▶ Study text:
[Start of section]

From rural GP to head of the Olympic medical team

When Australia’s Olympic athletes head to London next month, they will be accompanied by an entourage of doctors, nurses, psychologists, masseurs and physiotherapists.

At the medical helm will be Dr Peter Baquie, a sports physician usually based at Olympic Park Sports Medicine Centre in Melbourne.

Dr Baquie describes his role as medical director for the Australian Olympic Team as the link between the Team medical staff and the Team Executive. He is also supported by a Medical Commission of five doctors, plus other allied health practitioners, who advise the whole Team on medical matters.

Team medical care is provided by sport-nominated and sport-specific medical personnel, while Dr Baquie is part of the medical headquarters group that provides care to smaller sports that do not have their own doctors, plus to support staff such as administrators, officials and media.

London will be Dr Baquie’s second Olympics as medical director, and he says it poses fewer health and security challenges compared with Beijing 4 years ago.

“For Beijing, there were concerns about water safety, food safety and air quality. Despite the uncertainty, we were able to prepare the team sufficiently”, says Dr Baquie, adding that he was pleased there were few problems relating to the conditions in China, such as major asthma or gastrointestinal cases.

In the lead-up to London, athletes will be advised on strict infection control to prevent the spread of bugs, plus most athletes have already been screened for any cardiovascular abnormalities.

In London, as in Beijing, Dr Baquie and most other medical staff will stay in the athletes’ village, with other doctors and athletes from around the world.

“It’s pretty exciting, it’s a real buzz. It’s an amazing, multinational experience”, he says.

Dr Baquie did not begin his medical career in sports medicine, although he had always played a lot of football and cricket.

He was a rural general practitioner in Foster, in Victoria’s Gippsland region for 11 years, a job he really enjoyed. He moved back to Melbourne when his kids reached high school, and began working as a suburban GP.

“Being a GP in Melbourne was very different. I was a bit underwhelmed”, he says.

An old friend from medical school, Dr Peter Brukner, had established the Olympic Park centre, and suggested Dr Baquie try sports medicine.

“I took the plunge and re-skilled, went through the training program when I was 40. Trying to do physiology and anatomy again was a nightmare!”

[End of section]

▶ Information shown:
[Start of section]

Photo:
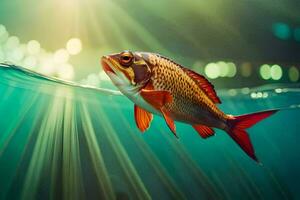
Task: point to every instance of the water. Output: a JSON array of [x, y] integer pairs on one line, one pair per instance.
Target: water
[[63, 140]]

[End of section]

▶ Apply what you read:
1. According to the article on Dr Peter Baquie, for how many years was he a rural general practitioner in Foster?
2. Continue the article on Dr Peter Baquie from where it stops.

▶ Numbered answers:
1. 11 years.

2.
However, he loved his new specialty, and soon began combining clinical consultations with sporting team work, initially as doctor for a junior basketball team.

He later worked with the Carlton Australian Football League (AFL) club for 3 years, and then spent 7 years as doctor for the Australian men’s hockey team, culminating in their gold-medal performance at the Athens Olympics in 2004.

After Athens, he decided to return to football, and has spent the past 8 years as team physician with the Hawthorn AFL club.

He successfully applied for the Olympic medical director role in 2006 and now manages his working life between his Melbourne practice, Hawthorn team physician role and Olympic responsibilities.

Dr Baquie says he loves the “diagnostic challenge” of sports medicine, regardless of whether he is looking after an amateur or Olympic athlete.

He also enjoys the responsibility of making the judgement call about whether an athlete should keep playing.

“When is a guy safe enough to return to the field? What happens if you push physiology a little? I enjoy living on the edge a bit”, he says.

He enjoys the multidisciplinary approach, where he works with allied health professionals including psychologists and physiotherapists, as well as non-health staff such as coaches.

Dr Baquie also loves the “peripheral” aspects of sports medicine; the camaraderie of working with a sporting team and the excitement of the Olympic Village.

“I’ve been incredibly lucky, going from being a small-time country GP, to now travelling the world with sports teams … it’s been a very fortunate and special journey”, he says.